— Work instructions —
Tally the lines below that contain the string "window", with case counting. Reply with only the number.

— Data lines —
_ _ _ _ _ _ _
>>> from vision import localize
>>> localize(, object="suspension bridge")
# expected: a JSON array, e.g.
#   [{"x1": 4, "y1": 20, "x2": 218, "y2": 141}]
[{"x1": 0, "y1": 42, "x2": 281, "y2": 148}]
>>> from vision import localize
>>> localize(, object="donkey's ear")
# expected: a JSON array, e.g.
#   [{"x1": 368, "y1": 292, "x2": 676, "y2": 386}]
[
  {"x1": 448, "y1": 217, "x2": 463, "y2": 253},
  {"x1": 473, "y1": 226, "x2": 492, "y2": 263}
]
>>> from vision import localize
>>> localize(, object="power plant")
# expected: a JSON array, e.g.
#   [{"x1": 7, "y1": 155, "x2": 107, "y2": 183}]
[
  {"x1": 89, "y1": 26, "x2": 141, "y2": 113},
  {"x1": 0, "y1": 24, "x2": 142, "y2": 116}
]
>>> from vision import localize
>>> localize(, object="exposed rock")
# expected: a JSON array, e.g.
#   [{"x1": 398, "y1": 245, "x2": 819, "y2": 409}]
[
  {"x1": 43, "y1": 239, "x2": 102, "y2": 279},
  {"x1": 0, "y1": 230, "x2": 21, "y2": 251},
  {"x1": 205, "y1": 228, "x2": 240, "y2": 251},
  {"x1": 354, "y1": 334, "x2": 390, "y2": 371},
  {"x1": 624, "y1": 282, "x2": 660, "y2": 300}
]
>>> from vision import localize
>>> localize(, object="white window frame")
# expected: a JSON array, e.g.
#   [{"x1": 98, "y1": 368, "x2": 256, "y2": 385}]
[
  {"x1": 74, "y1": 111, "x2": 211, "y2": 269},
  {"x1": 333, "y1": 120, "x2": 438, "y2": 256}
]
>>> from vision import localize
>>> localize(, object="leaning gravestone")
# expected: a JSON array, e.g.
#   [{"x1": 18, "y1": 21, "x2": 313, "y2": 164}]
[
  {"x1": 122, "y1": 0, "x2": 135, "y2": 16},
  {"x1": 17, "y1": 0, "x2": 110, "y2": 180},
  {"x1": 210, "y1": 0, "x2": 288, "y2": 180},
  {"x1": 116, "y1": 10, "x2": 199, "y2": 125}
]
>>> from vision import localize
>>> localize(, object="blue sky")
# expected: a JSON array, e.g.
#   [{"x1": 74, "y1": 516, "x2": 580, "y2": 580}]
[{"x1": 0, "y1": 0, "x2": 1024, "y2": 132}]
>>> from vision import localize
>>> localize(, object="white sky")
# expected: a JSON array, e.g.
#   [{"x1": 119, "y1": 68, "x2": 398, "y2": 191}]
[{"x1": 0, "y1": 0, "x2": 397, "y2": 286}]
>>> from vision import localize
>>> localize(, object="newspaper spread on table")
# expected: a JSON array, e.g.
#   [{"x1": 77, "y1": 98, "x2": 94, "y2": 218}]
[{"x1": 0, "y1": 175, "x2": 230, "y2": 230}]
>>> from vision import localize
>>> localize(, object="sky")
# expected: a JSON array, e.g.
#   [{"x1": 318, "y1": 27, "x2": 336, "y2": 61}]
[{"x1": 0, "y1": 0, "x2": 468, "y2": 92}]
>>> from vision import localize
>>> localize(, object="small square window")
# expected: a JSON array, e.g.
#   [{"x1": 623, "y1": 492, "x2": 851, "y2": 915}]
_ _ _ _ _ _ _
— Output of the exercise —
2